→ Description of the task:
Find every line in the material below that contains the word "garland" and copy each of those lines in full.

— START —

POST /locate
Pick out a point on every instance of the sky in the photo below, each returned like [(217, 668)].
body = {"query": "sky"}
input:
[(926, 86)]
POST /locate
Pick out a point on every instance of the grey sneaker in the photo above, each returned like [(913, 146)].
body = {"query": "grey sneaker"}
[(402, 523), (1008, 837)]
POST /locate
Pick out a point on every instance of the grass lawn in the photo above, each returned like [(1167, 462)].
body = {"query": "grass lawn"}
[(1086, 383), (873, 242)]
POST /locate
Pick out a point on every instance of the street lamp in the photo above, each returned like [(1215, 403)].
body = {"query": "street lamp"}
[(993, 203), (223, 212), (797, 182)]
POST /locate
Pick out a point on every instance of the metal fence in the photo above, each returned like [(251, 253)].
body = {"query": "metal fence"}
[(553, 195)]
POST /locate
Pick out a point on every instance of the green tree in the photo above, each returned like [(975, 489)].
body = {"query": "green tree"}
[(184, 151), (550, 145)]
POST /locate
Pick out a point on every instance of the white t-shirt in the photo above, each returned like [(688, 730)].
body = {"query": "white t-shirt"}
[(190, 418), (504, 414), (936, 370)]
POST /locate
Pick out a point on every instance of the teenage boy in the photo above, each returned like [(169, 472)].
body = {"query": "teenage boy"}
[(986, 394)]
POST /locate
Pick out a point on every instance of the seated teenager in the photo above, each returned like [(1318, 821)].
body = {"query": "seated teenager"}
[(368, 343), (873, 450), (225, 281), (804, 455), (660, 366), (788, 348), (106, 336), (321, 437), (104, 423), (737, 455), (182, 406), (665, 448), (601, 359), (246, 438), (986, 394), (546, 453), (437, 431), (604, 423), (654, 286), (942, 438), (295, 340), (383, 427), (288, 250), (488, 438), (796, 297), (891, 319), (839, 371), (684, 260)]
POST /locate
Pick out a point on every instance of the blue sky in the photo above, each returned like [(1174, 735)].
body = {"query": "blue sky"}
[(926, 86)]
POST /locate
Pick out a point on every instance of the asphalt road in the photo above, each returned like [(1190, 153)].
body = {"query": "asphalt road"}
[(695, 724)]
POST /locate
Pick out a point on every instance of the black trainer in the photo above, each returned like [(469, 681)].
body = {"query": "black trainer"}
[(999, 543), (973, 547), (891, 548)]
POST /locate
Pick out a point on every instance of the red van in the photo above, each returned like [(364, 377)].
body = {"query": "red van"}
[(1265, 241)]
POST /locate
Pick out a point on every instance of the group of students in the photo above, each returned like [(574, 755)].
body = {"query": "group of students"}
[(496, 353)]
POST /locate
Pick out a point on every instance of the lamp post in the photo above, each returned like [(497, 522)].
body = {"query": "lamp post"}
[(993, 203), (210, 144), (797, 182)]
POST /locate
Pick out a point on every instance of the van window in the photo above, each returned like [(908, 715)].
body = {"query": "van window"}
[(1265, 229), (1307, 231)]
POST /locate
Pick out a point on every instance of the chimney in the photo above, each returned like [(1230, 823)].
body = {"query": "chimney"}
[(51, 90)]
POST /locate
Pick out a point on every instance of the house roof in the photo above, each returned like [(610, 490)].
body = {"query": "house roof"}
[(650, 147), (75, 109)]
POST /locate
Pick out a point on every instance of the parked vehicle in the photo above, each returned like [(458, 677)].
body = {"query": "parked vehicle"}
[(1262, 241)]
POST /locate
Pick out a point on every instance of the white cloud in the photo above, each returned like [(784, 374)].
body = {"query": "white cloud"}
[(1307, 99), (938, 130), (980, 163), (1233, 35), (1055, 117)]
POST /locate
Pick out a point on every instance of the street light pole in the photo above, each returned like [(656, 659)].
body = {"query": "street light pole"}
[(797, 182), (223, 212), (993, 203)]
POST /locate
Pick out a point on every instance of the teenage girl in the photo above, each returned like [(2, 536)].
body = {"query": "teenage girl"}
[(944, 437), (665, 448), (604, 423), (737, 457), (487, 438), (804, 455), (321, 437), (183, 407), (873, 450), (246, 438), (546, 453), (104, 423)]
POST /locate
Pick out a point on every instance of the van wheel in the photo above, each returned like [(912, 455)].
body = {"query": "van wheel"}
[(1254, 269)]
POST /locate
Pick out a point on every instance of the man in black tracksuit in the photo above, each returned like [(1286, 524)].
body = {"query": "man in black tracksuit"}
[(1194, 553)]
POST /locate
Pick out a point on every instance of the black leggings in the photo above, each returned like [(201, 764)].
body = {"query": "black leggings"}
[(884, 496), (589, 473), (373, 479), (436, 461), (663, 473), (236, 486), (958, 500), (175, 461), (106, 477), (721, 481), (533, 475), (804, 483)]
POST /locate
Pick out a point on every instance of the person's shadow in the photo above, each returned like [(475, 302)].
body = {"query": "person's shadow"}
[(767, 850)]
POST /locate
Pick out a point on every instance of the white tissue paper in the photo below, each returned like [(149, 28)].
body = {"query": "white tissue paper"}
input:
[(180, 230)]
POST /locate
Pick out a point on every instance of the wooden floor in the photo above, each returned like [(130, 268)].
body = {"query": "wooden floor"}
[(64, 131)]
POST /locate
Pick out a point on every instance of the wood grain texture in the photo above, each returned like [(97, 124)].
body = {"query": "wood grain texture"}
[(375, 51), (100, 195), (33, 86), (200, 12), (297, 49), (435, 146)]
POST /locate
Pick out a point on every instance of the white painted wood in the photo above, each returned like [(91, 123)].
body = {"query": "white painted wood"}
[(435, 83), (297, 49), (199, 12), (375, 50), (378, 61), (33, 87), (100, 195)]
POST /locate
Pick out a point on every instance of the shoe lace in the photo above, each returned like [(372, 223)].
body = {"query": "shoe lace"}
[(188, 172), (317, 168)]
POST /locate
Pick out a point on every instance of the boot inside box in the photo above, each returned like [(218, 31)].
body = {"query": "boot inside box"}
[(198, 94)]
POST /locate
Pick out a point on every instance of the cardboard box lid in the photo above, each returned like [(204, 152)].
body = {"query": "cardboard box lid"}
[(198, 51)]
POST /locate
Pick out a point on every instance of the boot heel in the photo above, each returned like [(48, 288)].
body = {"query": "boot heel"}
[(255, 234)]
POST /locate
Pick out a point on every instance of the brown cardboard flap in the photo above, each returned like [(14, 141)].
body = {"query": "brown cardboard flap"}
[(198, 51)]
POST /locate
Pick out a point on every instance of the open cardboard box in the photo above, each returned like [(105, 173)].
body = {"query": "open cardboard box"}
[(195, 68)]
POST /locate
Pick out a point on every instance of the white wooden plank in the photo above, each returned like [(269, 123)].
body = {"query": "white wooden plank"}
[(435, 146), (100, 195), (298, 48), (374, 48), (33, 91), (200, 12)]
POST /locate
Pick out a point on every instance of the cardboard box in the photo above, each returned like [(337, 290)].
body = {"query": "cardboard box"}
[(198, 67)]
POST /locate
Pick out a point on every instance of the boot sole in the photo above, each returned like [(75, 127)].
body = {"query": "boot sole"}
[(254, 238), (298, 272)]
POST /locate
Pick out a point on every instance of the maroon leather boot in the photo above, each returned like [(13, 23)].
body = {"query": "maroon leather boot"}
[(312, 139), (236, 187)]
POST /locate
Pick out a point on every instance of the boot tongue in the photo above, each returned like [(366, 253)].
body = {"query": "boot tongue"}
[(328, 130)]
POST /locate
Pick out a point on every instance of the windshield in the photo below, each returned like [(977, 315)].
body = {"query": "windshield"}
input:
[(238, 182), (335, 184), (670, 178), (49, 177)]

— END —
— START —

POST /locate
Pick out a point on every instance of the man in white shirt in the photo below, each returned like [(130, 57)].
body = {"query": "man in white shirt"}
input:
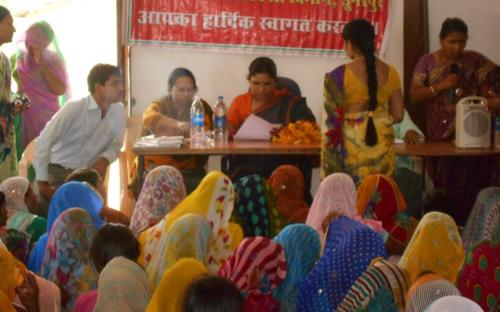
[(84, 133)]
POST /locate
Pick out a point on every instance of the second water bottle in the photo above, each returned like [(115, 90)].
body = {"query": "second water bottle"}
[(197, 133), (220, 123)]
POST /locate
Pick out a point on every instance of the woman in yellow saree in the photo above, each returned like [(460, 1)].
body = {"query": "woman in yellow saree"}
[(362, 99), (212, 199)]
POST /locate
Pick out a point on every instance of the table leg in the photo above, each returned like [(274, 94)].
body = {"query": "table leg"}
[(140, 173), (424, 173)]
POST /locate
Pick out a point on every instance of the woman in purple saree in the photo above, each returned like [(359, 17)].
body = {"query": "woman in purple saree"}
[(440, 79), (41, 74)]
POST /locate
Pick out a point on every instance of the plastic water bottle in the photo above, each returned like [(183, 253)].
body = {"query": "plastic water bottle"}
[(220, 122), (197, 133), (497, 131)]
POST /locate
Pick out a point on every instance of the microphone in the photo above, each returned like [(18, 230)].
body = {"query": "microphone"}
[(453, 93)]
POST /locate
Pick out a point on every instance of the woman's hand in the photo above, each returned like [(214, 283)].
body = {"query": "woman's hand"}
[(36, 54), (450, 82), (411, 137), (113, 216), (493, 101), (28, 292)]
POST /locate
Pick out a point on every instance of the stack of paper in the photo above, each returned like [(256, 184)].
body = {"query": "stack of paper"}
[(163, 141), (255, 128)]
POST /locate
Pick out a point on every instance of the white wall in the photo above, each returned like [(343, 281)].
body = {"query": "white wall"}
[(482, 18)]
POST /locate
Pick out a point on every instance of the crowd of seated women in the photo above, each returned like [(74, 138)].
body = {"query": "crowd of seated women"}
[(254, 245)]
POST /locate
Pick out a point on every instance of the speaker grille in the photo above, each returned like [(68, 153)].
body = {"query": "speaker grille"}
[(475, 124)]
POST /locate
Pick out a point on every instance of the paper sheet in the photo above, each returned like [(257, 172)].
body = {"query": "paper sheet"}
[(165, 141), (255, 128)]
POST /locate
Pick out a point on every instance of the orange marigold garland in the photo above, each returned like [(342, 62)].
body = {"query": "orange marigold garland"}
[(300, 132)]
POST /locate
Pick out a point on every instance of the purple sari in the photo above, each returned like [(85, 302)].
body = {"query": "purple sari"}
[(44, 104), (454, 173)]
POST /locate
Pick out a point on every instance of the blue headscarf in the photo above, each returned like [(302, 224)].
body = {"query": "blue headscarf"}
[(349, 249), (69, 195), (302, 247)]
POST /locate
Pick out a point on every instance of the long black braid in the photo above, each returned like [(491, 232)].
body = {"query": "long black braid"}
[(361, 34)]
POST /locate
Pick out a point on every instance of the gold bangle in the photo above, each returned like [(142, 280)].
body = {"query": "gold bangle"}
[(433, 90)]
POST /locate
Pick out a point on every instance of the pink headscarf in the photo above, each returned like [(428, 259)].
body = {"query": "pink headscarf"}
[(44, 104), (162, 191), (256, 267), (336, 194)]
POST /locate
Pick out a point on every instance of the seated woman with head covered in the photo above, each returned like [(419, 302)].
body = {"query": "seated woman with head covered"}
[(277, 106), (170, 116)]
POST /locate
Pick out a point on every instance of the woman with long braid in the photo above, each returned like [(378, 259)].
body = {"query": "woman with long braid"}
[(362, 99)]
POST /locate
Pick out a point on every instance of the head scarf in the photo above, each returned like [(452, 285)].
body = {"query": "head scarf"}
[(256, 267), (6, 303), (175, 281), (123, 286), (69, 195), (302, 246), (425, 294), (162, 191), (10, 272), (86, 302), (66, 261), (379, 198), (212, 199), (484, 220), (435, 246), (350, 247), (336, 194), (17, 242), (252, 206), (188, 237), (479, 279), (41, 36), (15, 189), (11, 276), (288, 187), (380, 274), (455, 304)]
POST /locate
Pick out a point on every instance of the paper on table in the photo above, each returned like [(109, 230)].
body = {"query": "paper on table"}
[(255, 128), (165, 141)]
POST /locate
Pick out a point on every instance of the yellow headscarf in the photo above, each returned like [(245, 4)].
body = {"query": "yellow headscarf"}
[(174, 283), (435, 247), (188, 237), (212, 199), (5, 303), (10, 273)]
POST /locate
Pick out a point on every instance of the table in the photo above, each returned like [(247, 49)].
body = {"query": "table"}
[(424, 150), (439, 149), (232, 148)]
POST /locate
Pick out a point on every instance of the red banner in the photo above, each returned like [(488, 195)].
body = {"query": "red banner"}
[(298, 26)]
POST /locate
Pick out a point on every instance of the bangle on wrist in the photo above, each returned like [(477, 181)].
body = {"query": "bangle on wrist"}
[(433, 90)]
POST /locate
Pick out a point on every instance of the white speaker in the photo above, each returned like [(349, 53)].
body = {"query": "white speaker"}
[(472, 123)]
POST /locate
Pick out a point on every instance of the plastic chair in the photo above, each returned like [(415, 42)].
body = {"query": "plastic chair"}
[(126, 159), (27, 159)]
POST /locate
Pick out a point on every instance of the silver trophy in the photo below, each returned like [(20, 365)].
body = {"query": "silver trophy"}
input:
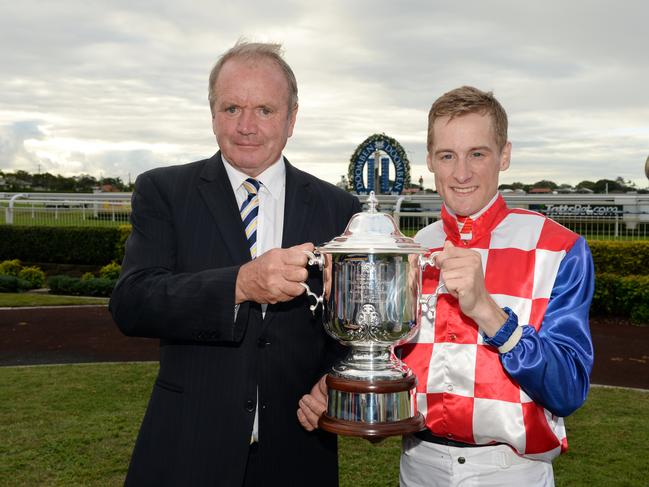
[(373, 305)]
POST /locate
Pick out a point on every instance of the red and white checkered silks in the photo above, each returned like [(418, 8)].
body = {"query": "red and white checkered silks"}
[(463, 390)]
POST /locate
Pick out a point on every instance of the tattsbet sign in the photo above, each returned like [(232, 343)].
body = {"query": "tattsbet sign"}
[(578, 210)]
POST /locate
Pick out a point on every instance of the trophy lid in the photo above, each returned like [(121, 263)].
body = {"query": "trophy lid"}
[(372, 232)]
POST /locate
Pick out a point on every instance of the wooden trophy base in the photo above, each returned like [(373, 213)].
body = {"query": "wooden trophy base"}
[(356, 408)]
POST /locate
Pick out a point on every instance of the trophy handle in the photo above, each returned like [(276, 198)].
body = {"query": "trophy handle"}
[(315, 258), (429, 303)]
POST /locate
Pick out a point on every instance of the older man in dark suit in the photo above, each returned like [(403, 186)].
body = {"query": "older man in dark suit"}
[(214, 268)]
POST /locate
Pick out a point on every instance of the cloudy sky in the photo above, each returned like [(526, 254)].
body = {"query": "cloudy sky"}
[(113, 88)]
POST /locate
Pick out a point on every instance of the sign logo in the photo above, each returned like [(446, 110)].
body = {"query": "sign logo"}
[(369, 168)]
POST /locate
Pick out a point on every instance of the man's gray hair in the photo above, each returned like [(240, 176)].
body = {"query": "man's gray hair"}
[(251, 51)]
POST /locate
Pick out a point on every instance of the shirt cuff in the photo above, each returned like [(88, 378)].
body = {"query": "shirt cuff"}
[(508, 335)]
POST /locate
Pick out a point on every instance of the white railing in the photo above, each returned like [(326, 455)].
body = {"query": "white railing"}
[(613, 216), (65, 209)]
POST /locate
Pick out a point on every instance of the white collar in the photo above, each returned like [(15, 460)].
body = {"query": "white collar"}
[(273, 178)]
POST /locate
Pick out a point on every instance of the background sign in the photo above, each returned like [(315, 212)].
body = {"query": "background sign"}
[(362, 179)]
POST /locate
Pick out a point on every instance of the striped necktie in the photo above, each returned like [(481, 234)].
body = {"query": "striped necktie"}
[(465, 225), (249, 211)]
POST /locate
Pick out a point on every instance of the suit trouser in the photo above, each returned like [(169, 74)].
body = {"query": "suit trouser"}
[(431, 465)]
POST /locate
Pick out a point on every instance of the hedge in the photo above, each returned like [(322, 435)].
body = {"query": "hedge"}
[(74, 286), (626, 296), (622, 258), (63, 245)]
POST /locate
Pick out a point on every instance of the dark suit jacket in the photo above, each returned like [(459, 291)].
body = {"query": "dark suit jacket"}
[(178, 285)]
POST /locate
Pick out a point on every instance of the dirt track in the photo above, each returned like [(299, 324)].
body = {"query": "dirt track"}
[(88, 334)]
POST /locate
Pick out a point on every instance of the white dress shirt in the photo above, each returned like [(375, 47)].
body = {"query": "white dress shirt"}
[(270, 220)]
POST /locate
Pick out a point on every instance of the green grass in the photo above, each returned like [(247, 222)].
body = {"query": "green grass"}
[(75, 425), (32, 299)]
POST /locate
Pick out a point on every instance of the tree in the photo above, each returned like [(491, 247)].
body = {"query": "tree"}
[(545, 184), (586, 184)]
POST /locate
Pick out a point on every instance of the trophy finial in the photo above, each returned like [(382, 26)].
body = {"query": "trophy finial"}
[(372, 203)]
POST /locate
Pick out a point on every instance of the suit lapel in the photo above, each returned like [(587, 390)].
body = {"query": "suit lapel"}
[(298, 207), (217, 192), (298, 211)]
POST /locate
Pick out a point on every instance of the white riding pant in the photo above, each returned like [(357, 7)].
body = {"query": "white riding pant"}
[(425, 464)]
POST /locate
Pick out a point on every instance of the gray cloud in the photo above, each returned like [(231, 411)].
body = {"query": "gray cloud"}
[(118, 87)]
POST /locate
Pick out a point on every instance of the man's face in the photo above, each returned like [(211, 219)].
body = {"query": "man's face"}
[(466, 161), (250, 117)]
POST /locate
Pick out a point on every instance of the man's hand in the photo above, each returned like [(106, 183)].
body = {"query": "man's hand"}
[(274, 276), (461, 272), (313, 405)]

— END —

→ Exercise solution:
Pick out a point on every instance of the orange marigold garland in the photo above, each returned like [(342, 62)].
body = {"query": "orange marigold garland"}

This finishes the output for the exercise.